### Kutipan Terpilih

Jumat, 24 Juni 2022

Sejarah Menjadi Indonesia (672): Bahasa Indonesia vs Bahasa Melayu; Silat Lidah Persepsi Indonesia Ala Mahathir Mohamad

 

*Untuk melihat semua artikel Sejarah Menjadi Indonesia dalam blog ini Klik Disini

Dalam artikel sebelumnya, tentang ilusi Mahathir Mohamad yang harus dianggap serius. Soalannya terus berlanjut, seperti yang diduga. Mahathir Mohamad memberi klarifikasi. Ibarat seorang ayah menasehati anaknya yang di dengar sediri oleh para tetangga mereka: ‘Nak, jangan mencuri, jangan tiru tetangga kita yang sebelah rumah’. Dalam pernyatan itu sang anak tidak terinformasikan apakah sudah pernah mencuri, demikian juga tetangga sebelah rumah juga tidak terinformasikan apakah pernah mencuri. Namun nasehat tetaplah nasehat, tetapi nasehat yang membuat orang lain bereaksi. Ketika semua tetangga protes, sang ayah tersebut hanya menjawab ‘ngeles’ enteng: ‘saya hanya menasehati anak saya jangan sampai mencuri, saya tidak katakan tetangga telah mencuri’. Dalam hal ini cara berbahasa dapat menimbulkan masalah. Itulah yang disebut bersilat lidah.

### Daftar Data
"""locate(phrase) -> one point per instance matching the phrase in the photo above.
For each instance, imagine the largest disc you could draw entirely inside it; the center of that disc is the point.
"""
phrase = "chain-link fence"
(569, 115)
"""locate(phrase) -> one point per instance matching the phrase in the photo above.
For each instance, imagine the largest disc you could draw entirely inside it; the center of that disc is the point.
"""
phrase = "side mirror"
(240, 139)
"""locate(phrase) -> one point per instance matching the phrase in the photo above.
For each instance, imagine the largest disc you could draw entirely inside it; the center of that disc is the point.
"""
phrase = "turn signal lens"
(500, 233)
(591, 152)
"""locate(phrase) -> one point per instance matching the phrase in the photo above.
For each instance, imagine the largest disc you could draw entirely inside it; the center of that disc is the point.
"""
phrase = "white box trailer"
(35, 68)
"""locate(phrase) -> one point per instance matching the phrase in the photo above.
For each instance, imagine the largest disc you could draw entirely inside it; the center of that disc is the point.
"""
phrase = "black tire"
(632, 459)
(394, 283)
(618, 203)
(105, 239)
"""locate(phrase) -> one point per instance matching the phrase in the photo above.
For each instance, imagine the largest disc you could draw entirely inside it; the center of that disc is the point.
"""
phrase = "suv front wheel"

...

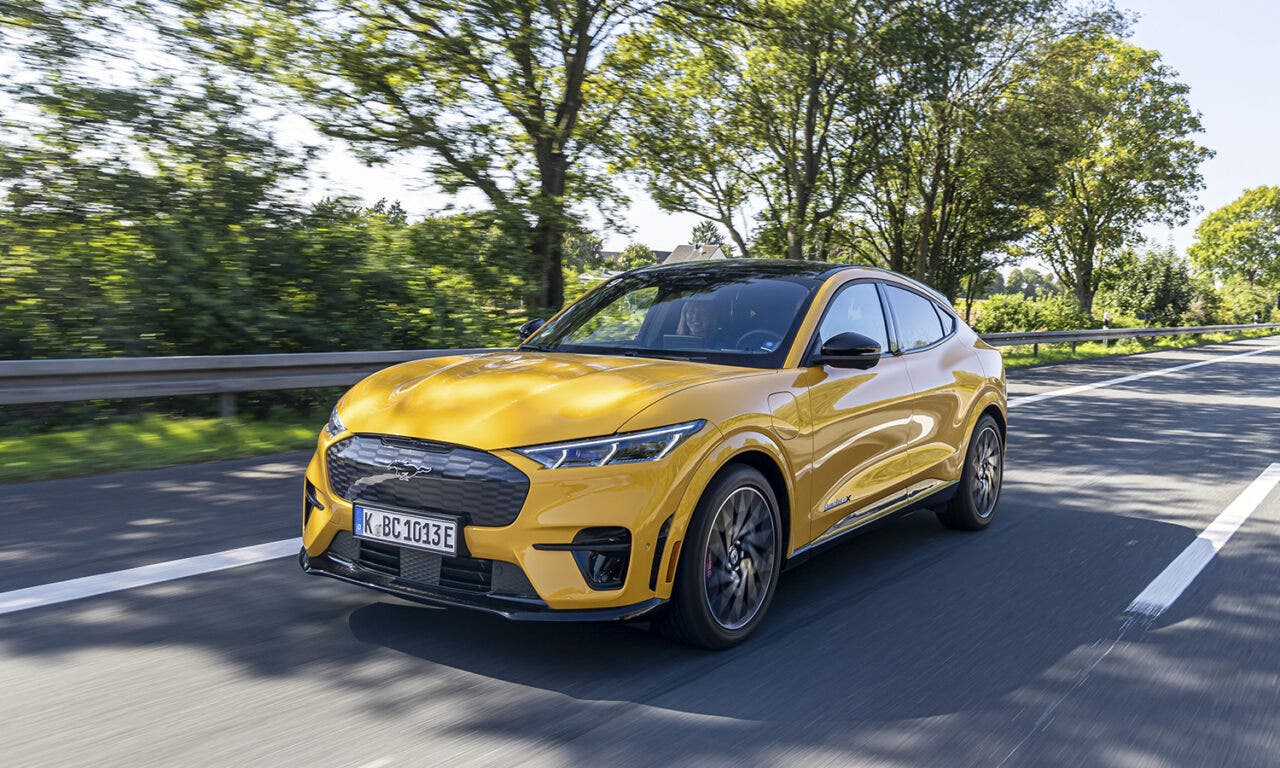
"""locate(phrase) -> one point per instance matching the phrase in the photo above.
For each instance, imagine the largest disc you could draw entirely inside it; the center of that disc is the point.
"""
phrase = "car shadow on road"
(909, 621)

...

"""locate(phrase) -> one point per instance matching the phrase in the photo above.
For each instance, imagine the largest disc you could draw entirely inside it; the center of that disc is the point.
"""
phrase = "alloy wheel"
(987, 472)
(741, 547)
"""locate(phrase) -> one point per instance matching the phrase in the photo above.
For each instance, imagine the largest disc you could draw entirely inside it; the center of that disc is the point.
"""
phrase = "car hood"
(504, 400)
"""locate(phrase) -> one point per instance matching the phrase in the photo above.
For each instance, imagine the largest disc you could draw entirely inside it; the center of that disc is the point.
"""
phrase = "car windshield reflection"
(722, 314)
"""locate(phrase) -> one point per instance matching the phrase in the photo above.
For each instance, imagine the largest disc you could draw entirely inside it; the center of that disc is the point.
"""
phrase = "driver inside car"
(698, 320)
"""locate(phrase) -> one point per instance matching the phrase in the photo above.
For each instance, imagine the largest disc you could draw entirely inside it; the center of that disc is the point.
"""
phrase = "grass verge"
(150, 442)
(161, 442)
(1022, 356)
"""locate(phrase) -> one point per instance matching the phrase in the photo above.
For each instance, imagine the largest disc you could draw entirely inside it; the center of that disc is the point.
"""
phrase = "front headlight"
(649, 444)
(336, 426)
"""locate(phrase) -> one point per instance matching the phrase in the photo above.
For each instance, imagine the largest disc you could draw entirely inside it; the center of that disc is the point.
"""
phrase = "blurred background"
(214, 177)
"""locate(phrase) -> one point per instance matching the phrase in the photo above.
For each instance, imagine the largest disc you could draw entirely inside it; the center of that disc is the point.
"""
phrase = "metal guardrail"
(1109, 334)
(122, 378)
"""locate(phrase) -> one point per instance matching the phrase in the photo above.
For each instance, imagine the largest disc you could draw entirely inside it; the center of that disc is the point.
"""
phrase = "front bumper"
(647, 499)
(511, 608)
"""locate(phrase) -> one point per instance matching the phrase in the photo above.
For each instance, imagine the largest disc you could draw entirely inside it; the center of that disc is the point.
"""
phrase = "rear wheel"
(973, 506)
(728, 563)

### Yang Ditanyakan
[a] Tulis ulang kata demi kata bagian dari kutipan terpilih, mulai dari "Dalam artikel sebelumnya, tentang" dan terus sampai "disebut bersilat lidah.".
[b] Jawab pertanyaan berikut berdasarkan kutipan tentang silat lidah Mahathir Mohamad:
(i) Artikel nomor berapa dalam seri Sejarah Menjadi Indonesia ini menurut judulnya?
(ii) Apa nasihat sang ayah kepada anaknya dalam perumpamaan itu?
(iii) Disebut apa cara berbahasa seperti jawaban sang ayah itu?

### Jawaban Tertulis
[a]
Dalam artikel sebelumnya, tentang ilusi Mahathir Mohamad yang harus dianggap serius. Soalannya terus berlanjut, seperti yang diduga. Mahathir Mohamad memberi klarifikasi. Ibarat seorang ayah menasehati anaknya yang di dengar sediri oleh para tetangga mereka: ‘Nak, jangan mencuri, jangan tiru tetangga kita yang sebelah rumah’. Dalam pernyatan itu sang anak tidak terinformasikan apakah sudah pernah mencuri, demikian juga tetangga sebelah rumah juga tidak terinformasikan apakah pernah mencuri. Namun nasehat tetaplah nasehat, tetapi nasehat yang membuat orang lain bereaksi. Ketika semua tetangga protes, sang ayah tersebut hanya menjawab ‘ngeles’ enteng: ‘saya hanya menasehati anak saya jangan sampai mencuri, saya tidak katakan tetangga telah mencuri’. Dalam hal ini cara berbahasa dapat menimbulkan masalah. Itulah yang disebut bersilat lidah.

[b]
(i) Nomor 672.
(ii) Jangan mencuri, dan jangan meniru tetangga yang di sebelah rumah.
(iii) Bersilat lidah.